» **Passage shown**
◇ ◇ ◇ ◇ ◇ ◇ ◇

IN THE BEGINNING WAS THE oBSERVER:

[Hungarian-American physicist Eugene Wigner] was frustrated by the paradoxes arising from the vagaries of quantum mechanics--the theory governing the microscopic realm that suggests, among many other counterintuitive things, that until a quantum system is observed, it does not necessarily have definite properties. Take his fellow physicist Erwin Schrödinger's famous thought experiment in which a cat is trapped in a box with poison that will be released if a radioactive atom decays. Radioactivity is a quantum process, so before the box is opened, the story goes, the atom has both decayed and not decayed, leaving the unfortunate cat in limbo--a so-called superposition between life and death. But does the cat experience being in superposition?

Wigner sharpened the paradox by imagining a (human) friend of his shut in a lab, measuring a quantum system. He argued it was absurd to say his friend exists in a superposition of having seen and not seen a decay unless and until Wigner opens the lab door. "The 'Wigner's friend' thought experiment shows that things can become very weird if the observer is also observed," says Nora Tischler, a quantum physicist at Griffith University in Australia. [...]

Until quantum physics came along in the 1920s, physicists expected their theories to be deterministic, generating predictions for the outcome of experiments with certainty. But quantum theory appears to be inherently probabilistic. The textbook version--sometimes called the Copenhagen interpretation--says that until a system's properties are measured, they can encompass myriad values. This superposition only collapses into a single state when the system is observed, and physicists can never precisely predict what that state will be. Wigner held the then popular view that consciousness somehow triggers a superposition to collapse. Thus, his hypothetical friend would discern a definite outcome when she or he made a measurement--and Wigner would never see her or him in superposition.

◇ ◇ ◇ ◇ ◇ ◇ ◇

» **Given entries**

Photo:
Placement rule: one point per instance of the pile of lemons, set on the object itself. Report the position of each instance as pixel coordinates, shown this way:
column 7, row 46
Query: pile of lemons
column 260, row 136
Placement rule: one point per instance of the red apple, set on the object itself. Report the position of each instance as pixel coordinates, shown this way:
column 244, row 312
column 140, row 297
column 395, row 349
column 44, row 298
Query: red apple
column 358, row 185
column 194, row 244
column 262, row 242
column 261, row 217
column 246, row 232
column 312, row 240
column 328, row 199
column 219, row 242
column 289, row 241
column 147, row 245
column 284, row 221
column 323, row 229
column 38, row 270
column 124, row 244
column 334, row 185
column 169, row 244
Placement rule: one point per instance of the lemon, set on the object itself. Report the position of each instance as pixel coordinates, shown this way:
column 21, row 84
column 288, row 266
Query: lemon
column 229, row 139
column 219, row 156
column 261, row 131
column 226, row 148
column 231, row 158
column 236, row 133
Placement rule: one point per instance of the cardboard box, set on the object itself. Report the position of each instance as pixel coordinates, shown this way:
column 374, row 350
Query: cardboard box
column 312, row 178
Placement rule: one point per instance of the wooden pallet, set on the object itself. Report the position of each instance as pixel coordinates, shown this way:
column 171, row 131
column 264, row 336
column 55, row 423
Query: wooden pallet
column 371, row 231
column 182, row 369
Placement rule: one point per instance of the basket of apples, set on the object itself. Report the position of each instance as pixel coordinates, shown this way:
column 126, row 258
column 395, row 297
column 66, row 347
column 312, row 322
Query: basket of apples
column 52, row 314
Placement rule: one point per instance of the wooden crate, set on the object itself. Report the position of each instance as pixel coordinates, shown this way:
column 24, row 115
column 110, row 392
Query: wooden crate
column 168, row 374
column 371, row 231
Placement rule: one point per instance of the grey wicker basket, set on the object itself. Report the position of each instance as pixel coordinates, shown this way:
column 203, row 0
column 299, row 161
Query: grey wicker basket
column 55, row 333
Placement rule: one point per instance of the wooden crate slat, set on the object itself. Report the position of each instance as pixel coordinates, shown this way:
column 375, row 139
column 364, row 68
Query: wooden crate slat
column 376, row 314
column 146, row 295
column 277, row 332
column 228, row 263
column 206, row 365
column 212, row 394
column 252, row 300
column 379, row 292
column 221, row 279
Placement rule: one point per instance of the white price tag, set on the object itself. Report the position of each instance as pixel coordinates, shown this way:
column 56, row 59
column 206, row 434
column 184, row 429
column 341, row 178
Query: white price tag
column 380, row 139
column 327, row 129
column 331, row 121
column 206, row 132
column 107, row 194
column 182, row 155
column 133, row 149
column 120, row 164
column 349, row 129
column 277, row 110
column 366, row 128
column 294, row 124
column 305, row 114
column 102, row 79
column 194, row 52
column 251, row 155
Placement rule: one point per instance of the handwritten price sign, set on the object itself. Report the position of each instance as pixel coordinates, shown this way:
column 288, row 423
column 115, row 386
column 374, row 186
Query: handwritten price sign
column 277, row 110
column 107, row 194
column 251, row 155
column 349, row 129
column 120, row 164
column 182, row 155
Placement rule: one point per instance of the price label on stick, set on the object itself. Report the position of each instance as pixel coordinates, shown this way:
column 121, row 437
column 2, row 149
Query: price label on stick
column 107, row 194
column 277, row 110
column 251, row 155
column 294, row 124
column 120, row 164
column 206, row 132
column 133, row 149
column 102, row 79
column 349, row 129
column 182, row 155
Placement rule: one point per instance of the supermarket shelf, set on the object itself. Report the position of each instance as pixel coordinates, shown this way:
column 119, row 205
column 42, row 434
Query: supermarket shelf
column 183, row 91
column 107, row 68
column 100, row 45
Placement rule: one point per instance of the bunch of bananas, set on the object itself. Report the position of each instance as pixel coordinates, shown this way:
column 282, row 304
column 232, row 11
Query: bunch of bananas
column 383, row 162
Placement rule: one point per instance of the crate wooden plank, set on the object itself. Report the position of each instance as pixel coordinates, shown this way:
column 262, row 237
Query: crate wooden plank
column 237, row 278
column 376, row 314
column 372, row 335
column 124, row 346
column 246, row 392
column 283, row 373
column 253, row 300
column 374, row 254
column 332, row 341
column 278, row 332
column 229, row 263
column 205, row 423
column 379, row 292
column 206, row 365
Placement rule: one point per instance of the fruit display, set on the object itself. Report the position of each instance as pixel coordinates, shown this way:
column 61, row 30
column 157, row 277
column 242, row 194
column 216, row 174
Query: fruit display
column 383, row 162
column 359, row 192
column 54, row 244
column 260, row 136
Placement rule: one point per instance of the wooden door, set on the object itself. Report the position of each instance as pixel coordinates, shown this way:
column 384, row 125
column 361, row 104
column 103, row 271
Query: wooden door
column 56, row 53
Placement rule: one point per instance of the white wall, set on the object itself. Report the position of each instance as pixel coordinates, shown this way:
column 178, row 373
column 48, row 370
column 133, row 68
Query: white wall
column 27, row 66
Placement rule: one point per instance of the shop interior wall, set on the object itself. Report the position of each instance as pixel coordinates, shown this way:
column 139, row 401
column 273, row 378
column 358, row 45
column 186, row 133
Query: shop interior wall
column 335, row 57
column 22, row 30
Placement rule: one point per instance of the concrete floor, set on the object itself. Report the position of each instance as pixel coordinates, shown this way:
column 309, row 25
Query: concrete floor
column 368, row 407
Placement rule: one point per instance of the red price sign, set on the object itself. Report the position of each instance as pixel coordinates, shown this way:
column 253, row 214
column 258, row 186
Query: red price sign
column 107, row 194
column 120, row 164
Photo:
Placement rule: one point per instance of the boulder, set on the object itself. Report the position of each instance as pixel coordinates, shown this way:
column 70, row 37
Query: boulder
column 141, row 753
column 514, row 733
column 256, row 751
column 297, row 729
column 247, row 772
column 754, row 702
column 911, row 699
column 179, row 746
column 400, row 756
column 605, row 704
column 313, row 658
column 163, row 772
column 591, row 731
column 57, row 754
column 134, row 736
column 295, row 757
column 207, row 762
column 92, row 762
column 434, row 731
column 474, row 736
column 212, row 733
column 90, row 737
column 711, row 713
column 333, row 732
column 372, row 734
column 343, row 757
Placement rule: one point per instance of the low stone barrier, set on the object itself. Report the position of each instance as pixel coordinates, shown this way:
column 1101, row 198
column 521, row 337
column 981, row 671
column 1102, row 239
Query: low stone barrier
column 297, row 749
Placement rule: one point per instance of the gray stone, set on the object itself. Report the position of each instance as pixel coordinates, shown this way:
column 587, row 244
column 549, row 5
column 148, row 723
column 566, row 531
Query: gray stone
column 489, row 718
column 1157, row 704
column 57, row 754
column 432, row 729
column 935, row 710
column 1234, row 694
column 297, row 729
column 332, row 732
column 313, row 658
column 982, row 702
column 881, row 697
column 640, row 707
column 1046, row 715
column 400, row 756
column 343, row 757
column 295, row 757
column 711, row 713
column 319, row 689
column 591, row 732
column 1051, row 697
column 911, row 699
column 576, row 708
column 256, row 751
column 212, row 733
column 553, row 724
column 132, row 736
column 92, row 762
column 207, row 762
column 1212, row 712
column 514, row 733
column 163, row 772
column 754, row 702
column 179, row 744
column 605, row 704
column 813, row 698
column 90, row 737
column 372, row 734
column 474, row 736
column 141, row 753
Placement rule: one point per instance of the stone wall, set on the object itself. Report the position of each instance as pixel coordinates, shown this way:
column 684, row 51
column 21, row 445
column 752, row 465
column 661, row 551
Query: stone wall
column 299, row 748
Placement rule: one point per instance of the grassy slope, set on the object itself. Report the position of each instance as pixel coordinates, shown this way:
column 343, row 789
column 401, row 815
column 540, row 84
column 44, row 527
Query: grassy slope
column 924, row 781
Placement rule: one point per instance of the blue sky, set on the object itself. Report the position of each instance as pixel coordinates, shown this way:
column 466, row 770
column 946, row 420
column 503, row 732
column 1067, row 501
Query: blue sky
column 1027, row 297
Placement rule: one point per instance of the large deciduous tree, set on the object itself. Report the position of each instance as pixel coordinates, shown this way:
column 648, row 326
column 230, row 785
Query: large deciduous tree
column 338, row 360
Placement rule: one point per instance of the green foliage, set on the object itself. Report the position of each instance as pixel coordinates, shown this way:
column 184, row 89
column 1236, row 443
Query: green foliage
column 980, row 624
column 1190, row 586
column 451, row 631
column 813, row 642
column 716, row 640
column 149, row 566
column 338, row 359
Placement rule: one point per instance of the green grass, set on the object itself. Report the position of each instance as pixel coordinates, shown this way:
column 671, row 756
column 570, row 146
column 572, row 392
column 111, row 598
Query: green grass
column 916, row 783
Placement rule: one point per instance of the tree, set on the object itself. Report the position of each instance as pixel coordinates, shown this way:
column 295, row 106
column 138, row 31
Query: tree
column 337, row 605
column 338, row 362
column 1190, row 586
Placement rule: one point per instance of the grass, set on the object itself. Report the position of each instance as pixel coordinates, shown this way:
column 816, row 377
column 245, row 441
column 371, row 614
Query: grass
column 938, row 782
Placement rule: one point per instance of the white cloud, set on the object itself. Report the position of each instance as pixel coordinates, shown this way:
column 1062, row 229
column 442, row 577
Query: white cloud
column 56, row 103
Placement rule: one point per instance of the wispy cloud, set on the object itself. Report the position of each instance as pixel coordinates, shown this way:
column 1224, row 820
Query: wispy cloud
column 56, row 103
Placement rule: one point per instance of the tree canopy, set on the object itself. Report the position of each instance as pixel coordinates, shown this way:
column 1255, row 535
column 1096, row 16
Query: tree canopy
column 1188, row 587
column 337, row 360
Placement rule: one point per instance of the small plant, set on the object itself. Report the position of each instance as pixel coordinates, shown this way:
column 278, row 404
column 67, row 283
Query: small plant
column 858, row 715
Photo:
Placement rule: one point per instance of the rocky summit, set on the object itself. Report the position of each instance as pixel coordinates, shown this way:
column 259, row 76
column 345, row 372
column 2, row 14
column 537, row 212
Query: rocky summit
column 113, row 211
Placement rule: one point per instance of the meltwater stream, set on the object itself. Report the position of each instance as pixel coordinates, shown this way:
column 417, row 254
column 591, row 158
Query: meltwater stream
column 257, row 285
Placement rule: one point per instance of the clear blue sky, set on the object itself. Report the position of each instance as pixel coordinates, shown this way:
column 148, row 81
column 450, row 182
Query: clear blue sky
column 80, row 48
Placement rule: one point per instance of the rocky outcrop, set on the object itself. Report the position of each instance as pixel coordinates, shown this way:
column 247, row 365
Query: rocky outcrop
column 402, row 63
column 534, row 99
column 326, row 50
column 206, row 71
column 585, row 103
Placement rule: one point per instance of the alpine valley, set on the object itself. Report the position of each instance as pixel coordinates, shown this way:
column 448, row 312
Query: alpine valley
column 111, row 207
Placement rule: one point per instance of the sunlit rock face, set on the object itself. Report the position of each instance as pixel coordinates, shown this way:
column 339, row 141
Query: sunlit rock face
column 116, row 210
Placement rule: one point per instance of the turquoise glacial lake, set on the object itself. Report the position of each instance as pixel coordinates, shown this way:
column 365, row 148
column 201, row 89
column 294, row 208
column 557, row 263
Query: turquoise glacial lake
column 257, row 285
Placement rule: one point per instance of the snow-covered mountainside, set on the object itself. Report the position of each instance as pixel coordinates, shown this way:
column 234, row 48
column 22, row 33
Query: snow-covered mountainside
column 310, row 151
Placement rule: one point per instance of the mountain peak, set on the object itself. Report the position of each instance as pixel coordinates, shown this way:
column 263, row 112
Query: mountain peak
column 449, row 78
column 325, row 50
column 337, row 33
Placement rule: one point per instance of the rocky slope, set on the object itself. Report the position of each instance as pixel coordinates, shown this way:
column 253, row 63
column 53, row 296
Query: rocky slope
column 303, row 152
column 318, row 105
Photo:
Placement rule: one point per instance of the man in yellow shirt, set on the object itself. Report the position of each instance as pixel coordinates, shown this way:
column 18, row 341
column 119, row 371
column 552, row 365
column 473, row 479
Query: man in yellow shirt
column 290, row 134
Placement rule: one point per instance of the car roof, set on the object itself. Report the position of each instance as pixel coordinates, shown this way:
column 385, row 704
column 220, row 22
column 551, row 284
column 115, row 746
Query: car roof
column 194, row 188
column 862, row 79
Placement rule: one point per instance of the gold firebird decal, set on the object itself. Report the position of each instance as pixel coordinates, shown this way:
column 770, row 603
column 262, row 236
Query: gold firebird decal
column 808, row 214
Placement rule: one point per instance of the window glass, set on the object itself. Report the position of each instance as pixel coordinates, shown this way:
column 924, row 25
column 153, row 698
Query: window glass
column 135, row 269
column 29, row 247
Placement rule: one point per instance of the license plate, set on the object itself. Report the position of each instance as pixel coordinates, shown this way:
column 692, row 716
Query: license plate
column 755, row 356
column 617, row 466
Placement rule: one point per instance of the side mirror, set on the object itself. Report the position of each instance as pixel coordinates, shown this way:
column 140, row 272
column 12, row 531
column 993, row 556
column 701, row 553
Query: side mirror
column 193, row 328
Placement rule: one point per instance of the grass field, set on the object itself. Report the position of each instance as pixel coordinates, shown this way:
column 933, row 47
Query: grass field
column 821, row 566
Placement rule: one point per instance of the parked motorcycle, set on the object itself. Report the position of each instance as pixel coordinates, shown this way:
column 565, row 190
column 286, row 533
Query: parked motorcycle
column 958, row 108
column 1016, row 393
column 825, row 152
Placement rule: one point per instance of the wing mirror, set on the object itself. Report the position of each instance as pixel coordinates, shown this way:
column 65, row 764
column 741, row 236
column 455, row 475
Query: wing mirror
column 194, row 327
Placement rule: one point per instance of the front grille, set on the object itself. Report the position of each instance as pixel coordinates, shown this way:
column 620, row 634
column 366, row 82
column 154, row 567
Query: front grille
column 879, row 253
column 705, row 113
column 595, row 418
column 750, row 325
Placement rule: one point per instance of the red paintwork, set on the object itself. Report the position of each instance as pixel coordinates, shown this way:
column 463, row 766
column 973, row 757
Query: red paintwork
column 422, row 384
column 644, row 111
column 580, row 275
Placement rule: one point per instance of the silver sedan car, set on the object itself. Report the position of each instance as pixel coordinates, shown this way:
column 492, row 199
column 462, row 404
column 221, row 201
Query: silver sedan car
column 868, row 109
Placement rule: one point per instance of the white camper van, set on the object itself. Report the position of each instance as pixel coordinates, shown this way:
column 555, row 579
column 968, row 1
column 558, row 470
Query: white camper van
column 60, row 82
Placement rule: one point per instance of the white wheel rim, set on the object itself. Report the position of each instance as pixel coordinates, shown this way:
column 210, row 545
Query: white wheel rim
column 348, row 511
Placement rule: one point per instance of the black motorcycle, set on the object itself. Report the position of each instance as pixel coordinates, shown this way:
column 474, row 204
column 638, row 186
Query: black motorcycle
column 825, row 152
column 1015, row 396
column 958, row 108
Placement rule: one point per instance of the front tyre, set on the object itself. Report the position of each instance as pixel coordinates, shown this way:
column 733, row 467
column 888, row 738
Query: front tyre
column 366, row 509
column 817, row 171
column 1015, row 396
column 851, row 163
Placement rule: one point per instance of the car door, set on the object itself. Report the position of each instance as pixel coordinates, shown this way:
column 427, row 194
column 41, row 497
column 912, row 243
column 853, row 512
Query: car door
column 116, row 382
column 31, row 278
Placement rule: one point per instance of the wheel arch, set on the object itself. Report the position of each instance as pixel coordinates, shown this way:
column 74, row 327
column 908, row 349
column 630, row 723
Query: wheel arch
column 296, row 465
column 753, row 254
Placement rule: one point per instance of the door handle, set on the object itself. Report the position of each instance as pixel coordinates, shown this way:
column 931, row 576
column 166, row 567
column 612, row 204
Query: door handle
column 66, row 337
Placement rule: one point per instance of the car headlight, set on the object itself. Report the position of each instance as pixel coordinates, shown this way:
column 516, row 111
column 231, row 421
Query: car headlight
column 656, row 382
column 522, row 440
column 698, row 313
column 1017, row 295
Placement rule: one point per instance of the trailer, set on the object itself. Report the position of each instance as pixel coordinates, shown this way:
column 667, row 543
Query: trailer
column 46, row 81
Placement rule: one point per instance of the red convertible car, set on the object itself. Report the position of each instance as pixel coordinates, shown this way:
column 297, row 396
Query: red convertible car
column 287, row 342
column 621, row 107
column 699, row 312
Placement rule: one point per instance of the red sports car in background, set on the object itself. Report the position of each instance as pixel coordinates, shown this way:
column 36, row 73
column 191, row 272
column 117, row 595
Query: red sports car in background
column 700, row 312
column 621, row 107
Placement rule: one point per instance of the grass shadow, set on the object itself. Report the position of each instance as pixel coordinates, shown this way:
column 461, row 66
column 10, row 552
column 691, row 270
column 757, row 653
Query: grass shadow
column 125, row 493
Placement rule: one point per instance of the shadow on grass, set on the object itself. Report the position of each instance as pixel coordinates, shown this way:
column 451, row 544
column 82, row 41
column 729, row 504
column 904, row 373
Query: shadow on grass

◇ ◇ ◇ ◇ ◇ ◇ ◇

» **What this exercise asks**
[A] Answer these from the passage on Wigner's friend, one line each:
(i) In Schrödinger's thought experiment, what event will release the poison?
(ii) At which university does Nora Tischler work?
(iii) In what decade did quantum physics come along?
[B] Decide whether each statement agrees with the passage on Wigner's friend, and back each yes or no with a quotation from it:
(i) Wigner held that consciousness somehow triggers a superposition to collapse.
(ii) Before quantum theory, physicists expected their theories to be probabilistic.
(iii) Radioactivity is described as a quantum process.
[C] Resume the passage on Wigner's friend from the point where it stops.

» **Results for the exercise**
[A]
(i) The decay of a radioactive atom.
(ii) Griffith University in Australia.
(iii) The 1920s.

[B]
(i) Yes: "Wigner held the then popular view that consciousness somehow triggers a superposition to collapse."
(ii) No: "physicists expected their theories to be deterministic, generating predictions for the outcome of experiments with certainty."
(iii) Yes: "Radioactivity is a quantum process"

[C]
This view has since fallen out of favor. "People in the foundations of quantum mechanics rapidly dismiss Wigner's view as spooky and ill-defined because it makes observers special," says David Chalmers, a philosopher and cognitive scientist at New York University. Today most physicists concur that inanimate objects can knock quantum systems out of superposition through a process known as decoherence. Certainly, researchers attempting to manipulate complex quantum superpositions in the lab can find their hard work destroyed by speedy air particles colliding with their systems. So they carry out their tests at ultracold temperatures and try to isolate their apparatuses from vibrations.

Several competing quantum interpretations have sprung up over the decades that employ less mystical mechanisms, such as decoherence, to explain how superpositions break down without invoking consciousness. Other interpretations hold the even more radical position that there is no collapse at all. Each has its own weird and wonderful take on Wigner's test. The most exotic is the "many worlds" view, which says that whenever you make a quantum measurement, reality fractures, creating parallel universes to accommodate every possible outcome. Thus, Wigner's friend would split into two copies and, "with good enough supertechnology," he could indeed measure that person to be in superposition from outside the lab, says quantum physicist and many-worlds fan Lev Vaidman of Tel Aviv University.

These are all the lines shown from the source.